● **TASKS TO COMPLETE**
1) For each statement below, say whether it agrees with the blog excerpt on mental illness stigma, answering yes or no and quoting the deciding words of the excerpt. (a) Before the blog began, many people knew the writer's story. (b) One in 25 adults in America lives with a serious mental illness. (c) Sixty percent of youth age 13-18 with a mental health condition did not receive mental health services in the past year.
2) In the blog excerpt on mental illness stigma, what does the writer call the hardest part of it all?
3) Write out the stretch of the blog excerpt on mental illness stigma from "As I got older" through "I protected us.".

● **SELECTED TEXT**
•••••

As I got older and more independent, I had the ability to distance myself from that life. As I met new friends and built new relationships, I was very selective as to who I would tell my story to. In fact, up until I started this blog, very few people knew. It was how I protected us.
“Because true belonging only happens when we present our authentic, imperfect selves to the world, our sense of belonging can never be greater than our level of self-acceptance.” Brené Brown
I believe that the stigma of mental illness played a big role in the shame I felt. The world told me what I should be and I didn’t measure up. Nothing I did would change the fact that I was the daughter of a mom with a severe mental illness. I had to own my story if I wanted to break through the shame. I had to believe that every part of me was enough. I had to believe that I was not my mom. The hardest part of it all was that I had to come to the realization that I was stigmatizing mental illness myself by running from it. I believed the world and that had to end. I could finally be me. Most importantly, I accepted my story for all that it is. I will go down telling the world about it in honor of my beautiful family that deserves, like everyone else, to get fair treatment in this world.
“If you want to make a difference, the next time you see someone being cruel to another human being, take it personally. Take it personally because it is personal!” Brené Brown
The truth is mental illness is common…
1 in 5 adults in America live with a mental illness and 1 in 25 adults live with a serious mental illness. 60% of those did not receive mental health services in the past year. 20% of youth age 13-18 live with a mental health condition and 50% of those did not receive mental health services in the past year. Individuals and families living with mental illness often do not get treatment due to the fear of what others will think. Many face feelings of isolation, low self-esteem, hopelessness, confusion, poor and unfair medical treatment, judgment, lack of empathy and compassion (moral failure), and discrimination.

•••••

● **ENTRIES SHOWN**

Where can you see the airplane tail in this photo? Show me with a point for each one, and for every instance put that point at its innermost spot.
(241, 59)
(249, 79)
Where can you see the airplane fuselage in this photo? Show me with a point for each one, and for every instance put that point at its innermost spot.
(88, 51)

•••••

● **ANSWERS BY ITEM**
1)
(a) No: "up until I started this blog, very few people knew."
(b) Yes: "1 in 25 adults live with a serious mental illness."
(c) No: "50% of those did not receive mental health services in the past year."

2) The hardest part was realizing that the writer was stigmatizing mental illness by running from it.

3)
As I got older and more independent, I had the ability to distance myself from that life. As I met new friends and built new relationships, I was very selective as to who I would tell my story to. In fact, up until I started this blog, very few people knew. It was how I protected us.